TO DO => Please pick out every line below that contains the word "white" and copy each of those lines in full.

Begin

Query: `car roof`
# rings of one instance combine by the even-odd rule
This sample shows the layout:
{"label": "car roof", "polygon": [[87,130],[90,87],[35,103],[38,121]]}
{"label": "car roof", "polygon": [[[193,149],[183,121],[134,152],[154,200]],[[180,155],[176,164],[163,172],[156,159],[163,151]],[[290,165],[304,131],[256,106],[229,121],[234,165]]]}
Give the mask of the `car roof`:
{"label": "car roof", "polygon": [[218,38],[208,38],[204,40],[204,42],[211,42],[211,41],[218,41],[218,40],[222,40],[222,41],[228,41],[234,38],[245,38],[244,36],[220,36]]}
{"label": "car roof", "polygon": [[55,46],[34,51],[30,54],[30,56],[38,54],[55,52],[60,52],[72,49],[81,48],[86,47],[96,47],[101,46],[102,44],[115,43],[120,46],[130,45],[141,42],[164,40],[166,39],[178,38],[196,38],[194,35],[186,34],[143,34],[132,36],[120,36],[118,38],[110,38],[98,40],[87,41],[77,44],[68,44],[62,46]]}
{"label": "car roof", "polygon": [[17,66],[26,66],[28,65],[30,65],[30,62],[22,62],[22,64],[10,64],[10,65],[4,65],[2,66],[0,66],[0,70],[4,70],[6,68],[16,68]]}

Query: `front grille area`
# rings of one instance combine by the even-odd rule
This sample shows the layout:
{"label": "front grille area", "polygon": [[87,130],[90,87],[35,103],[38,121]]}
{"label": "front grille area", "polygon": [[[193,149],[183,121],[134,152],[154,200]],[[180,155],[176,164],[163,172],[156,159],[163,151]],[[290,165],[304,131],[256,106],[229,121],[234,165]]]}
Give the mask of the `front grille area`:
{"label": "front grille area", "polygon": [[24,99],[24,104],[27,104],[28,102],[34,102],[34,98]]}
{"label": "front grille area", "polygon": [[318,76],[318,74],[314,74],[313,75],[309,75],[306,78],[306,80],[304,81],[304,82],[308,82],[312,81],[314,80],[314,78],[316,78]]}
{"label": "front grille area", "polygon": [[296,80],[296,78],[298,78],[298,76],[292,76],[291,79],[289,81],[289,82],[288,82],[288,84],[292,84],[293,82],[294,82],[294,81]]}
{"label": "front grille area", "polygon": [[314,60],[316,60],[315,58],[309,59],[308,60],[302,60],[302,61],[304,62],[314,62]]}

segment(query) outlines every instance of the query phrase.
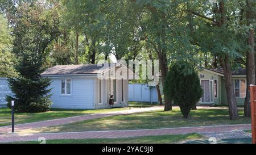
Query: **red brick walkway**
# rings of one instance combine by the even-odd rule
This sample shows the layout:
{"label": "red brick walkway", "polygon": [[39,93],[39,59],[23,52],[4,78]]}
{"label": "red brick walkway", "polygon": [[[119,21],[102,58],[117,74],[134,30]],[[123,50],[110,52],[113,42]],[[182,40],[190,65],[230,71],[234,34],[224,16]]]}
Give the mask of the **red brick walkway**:
{"label": "red brick walkway", "polygon": [[[131,110],[122,110],[118,111],[109,112],[105,114],[88,114],[78,116],[73,116],[67,118],[57,119],[54,120],[49,120],[45,121],[36,122],[34,123],[20,124],[16,125],[15,131],[27,129],[32,129],[36,128],[46,127],[49,126],[55,126],[62,125],[64,124],[71,123],[85,120],[94,119],[103,117],[110,116],[116,116],[121,115],[127,115],[142,112],[155,111],[158,110],[163,110],[163,107],[156,106],[148,108],[132,108]],[[5,126],[0,127],[0,135],[11,131],[11,126]]]}
{"label": "red brick walkway", "polygon": [[145,136],[186,134],[189,133],[202,133],[216,132],[236,131],[250,129],[250,124],[240,124],[152,129],[38,133],[27,135],[0,135],[0,143],[38,141],[39,137],[45,139],[47,143],[48,140],[53,139],[121,138]]}

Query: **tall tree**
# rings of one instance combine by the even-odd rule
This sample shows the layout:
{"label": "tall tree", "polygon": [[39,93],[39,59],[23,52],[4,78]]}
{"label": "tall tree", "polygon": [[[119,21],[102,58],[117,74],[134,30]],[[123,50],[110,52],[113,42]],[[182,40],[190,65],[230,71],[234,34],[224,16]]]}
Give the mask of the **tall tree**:
{"label": "tall tree", "polygon": [[59,17],[52,7],[36,2],[21,4],[15,12],[13,27],[14,47],[12,52],[18,58],[15,65],[19,76],[9,79],[18,112],[42,112],[49,110],[51,79],[42,78],[46,49],[59,35]]}
{"label": "tall tree", "polygon": [[238,19],[236,14],[234,14],[234,10],[239,12],[238,4],[234,5],[230,1],[223,0],[208,6],[200,2],[195,2],[196,8],[187,11],[199,19],[200,23],[197,23],[200,26],[197,32],[201,34],[201,39],[204,40],[201,40],[201,43],[198,44],[201,47],[207,45],[208,47],[212,47],[210,51],[219,58],[224,73],[230,118],[237,119],[238,112],[232,80],[232,65],[234,60],[241,57],[239,51],[243,46],[241,38],[238,37],[240,27],[236,24]]}
{"label": "tall tree", "polygon": [[0,14],[0,77],[16,76],[14,68],[15,59],[10,53],[11,37],[7,19]]}

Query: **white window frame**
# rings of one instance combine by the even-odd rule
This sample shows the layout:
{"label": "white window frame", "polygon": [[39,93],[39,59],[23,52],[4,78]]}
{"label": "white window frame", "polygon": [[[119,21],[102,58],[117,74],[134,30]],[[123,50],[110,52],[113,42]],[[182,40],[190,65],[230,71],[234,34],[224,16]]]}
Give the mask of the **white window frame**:
{"label": "white window frame", "polygon": [[[67,80],[70,79],[70,94],[67,94]],[[65,80],[65,94],[62,94],[62,81]],[[70,96],[72,94],[72,80],[71,78],[63,78],[60,79],[60,95]]]}
{"label": "white window frame", "polygon": [[236,80],[239,81],[239,97],[236,97],[236,98],[241,98],[241,81],[240,79],[234,79],[233,83],[234,83],[234,93],[235,94],[236,96]]}
{"label": "white window frame", "polygon": [[115,101],[114,100],[114,104],[117,103],[117,102],[118,101],[118,98],[117,98],[117,97],[118,97],[118,91],[117,91],[117,88],[118,88],[118,87],[117,87],[117,85],[118,85],[117,83],[118,82],[117,82],[117,79],[113,79],[111,80],[111,93],[112,93],[112,94],[114,95],[114,79],[115,79],[115,91],[116,91],[115,98],[117,99],[117,100],[115,100]]}
{"label": "white window frame", "polygon": [[212,85],[212,101],[210,100],[210,96],[209,96],[209,100],[210,102],[202,102],[202,98],[201,98],[200,99],[200,103],[201,104],[212,104],[214,103],[214,80],[213,79],[200,79],[200,86],[202,85],[202,81],[203,80],[206,80],[206,81],[209,81],[209,95],[210,95],[210,81],[212,81],[213,82],[213,85]]}
{"label": "white window frame", "polygon": [[[214,82],[215,82],[215,80],[217,81],[216,82],[217,82],[217,85],[216,85],[216,95],[217,95],[217,97],[215,97],[215,95],[214,95],[214,91],[215,91],[215,87],[214,87]],[[214,98],[218,98],[218,79],[213,79],[213,97],[214,97]]]}

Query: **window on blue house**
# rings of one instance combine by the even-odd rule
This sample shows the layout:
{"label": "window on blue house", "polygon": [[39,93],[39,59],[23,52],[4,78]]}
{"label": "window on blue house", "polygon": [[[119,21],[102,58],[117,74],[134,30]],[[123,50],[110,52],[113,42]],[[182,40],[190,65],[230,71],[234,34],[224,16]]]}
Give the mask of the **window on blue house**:
{"label": "window on blue house", "polygon": [[61,79],[61,90],[62,95],[71,94],[71,79]]}
{"label": "window on blue house", "polygon": [[218,90],[217,90],[217,79],[214,79],[214,98],[218,98]]}

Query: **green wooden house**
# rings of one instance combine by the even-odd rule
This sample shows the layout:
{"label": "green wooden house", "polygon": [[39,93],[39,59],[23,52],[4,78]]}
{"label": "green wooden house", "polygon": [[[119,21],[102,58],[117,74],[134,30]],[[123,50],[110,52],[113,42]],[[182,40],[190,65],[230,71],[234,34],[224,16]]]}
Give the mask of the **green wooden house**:
{"label": "green wooden house", "polygon": [[[238,105],[243,105],[246,94],[245,69],[239,69],[232,73],[234,91]],[[226,105],[224,75],[221,68],[204,68],[199,72],[203,95],[200,104]]]}

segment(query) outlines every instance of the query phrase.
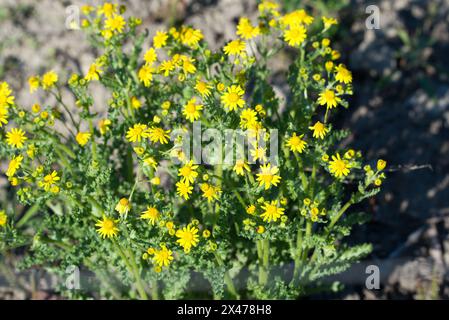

End

FINAL RESULT =>
Query: **white window frame**
{"label": "white window frame", "polygon": [[39,93],[39,59],[23,52],[4,78]]}
{"label": "white window frame", "polygon": [[[119,21],[102,58],[117,74],[134,30]],[[123,50],[110,52],[113,42]],[[182,40],[190,65],[230,71],[234,34],[224,16]]]}
Give the mask of the **white window frame**:
{"label": "white window frame", "polygon": [[[67,80],[70,79],[70,94],[67,94]],[[65,80],[65,94],[62,94],[62,81]],[[70,96],[72,94],[72,80],[71,78],[63,78],[60,79],[60,95]]]}
{"label": "white window frame", "polygon": [[236,80],[239,81],[239,97],[236,97],[236,98],[241,98],[241,81],[240,79],[234,79],[233,83],[234,83],[234,93],[235,94],[236,96]]}
{"label": "white window frame", "polygon": [[115,101],[114,100],[114,104],[117,103],[117,102],[118,101],[118,98],[117,98],[117,97],[118,97],[118,91],[117,91],[117,88],[118,88],[118,87],[117,87],[117,85],[118,85],[117,83],[118,82],[117,82],[117,79],[113,79],[111,80],[111,93],[112,93],[112,94],[114,95],[114,79],[115,79],[115,91],[116,91],[115,98],[117,99],[117,100],[115,100]]}
{"label": "white window frame", "polygon": [[212,85],[212,101],[210,100],[210,96],[209,96],[209,100],[210,102],[202,102],[202,98],[201,98],[200,99],[200,103],[201,104],[212,104],[214,103],[214,80],[213,79],[200,79],[200,86],[202,85],[202,81],[203,80],[206,80],[206,81],[209,81],[209,95],[210,95],[210,81],[212,81],[213,82],[213,85]]}
{"label": "white window frame", "polygon": [[[214,82],[215,82],[215,80],[217,81],[216,82],[217,82],[217,85],[216,85],[216,95],[217,95],[217,97],[215,97],[215,95],[214,95],[214,91],[215,91],[215,87],[214,87]],[[214,98],[218,98],[218,79],[213,79],[213,97],[214,97]]]}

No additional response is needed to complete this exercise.